Connections: Pedro Eustache

Instruments of Grace

During an interview on Larry King Live, internationally recognized musician Yanni described Pedro Eustache as “the best flautist in the whole world.” But the flute is only one among an array of wind instruments Eustache plays, and his excellence as a musician is built on a faith not always recognized by the world-class entertainment figures he has supported. Eustache recently spoke with Scott Harrup, managing editor, about his life as a musician and committed follower of Christ — two identities he never separates.

evangel: When did you discover God had given you a gift for music?
From my childhood I experienced music both at home and at church. My parents are Haitian, but we lived in Caracas, Venezuela. I experienced multiple musical expressions in Venezuela. I think particularly of the hymns at church, musical pieces that are like lost treasures for many today who don’t even know about hymns. Sometimes I feel like my current recording of hymns is overdue in my musical life, but God is in control of the times and order of our lives.

evangel: You are in demand by secular artists as well as Christian groups. How have both types of opportunities allowed you to express your faith?
They go beyond opportunities; I see both as callings. All that I do is aimed at glorifying the Almighty Creator of the universe. Like the great Johann Sebastian Bach said, music exists for the double purpose of glorifying God and elevating the human soul. My identity is affirmed in Christ. Whether it appears I am playing for Yanni or for a church convention, the reality is I am not playing for either. I play for the Lord. The experience of the Lord for me is not a cultural manifestation; it is a life-changing reality.

I have played on numerous film soundtracks. The Passion of the Christ is perhaps the one I am best known for. During a recent recording session, I was playing a piccolo with several others, and it felt like fireworks coming through my fingers. At the end, there was a burst of applause. But they didn’t realize it was because the Holy Spirit showed up that we were able to kill that piece. The anointing was so heavy. A player sitting near me said, “You were amazing.” I told her, “That’s the Lord.” And she said, “I don’t think the Lord has anything to do with it.” I said, “Are you kidding? He has everything to do with it.”

evangel: As we look ahead to Easter, what does that celebration mean to you?
Easter is life, and it is life’s purpose. To have the validation for our existence through the resurrection of our Lord says it all. The apostle Paul was very direct when he said if there is no Resurrection, our faith is in vain (1 Corinthians 15:13-15). Christ is the only Person in history who prophesied He would rise on the third day and did. It’s a historical fact; it’s not an opinion or fad.

evangel: Do you have a sense of biblical heritage when you play the ancient instruments in your collection?
Absolutely. The funny thing is, I’m seen as a player of exotic instruments, and yet those instruments have been with us the longest. A friend from Iran made a comment, “Pedro, how curious is it that people consider the instruments you play exotic when it is really closer to what Jesus heard than probably anything we play now.” There are many instruments that have not changed in thousands of years. For example, I play the kawala, a shepherd’s oblique flute from the Middle East that is quite possibly an instrument David played.

## DATA SHOWN
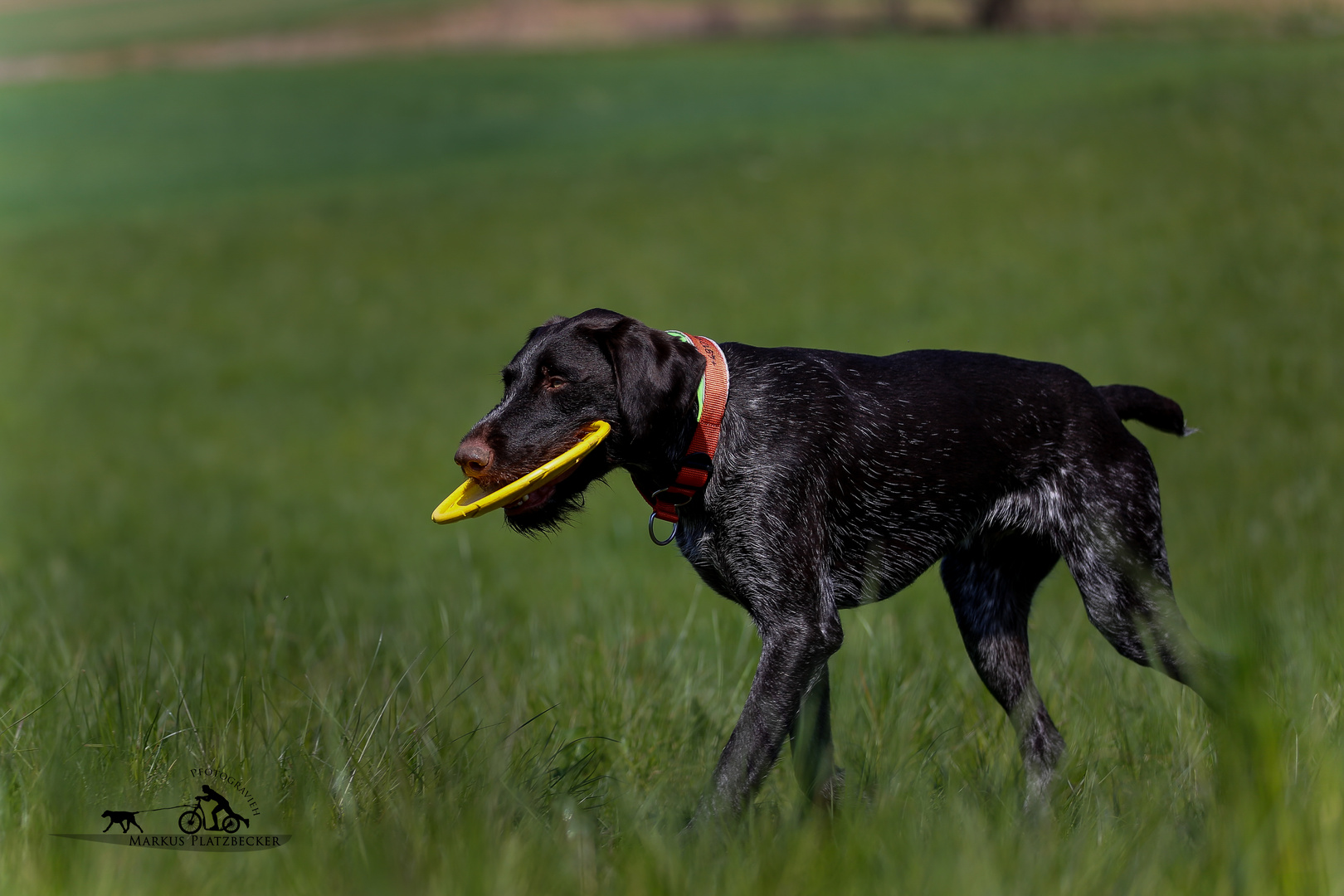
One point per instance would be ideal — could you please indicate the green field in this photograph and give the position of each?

## CHALLENGE
Translate this sentence from the Pedro Eustache interview into Spanish: "There are many instruments that have not changed in thousands of years." The data is not needed here.

## THE COMPLETED TASK
Hay muchos instrumentos que no han cambiado en miles de años.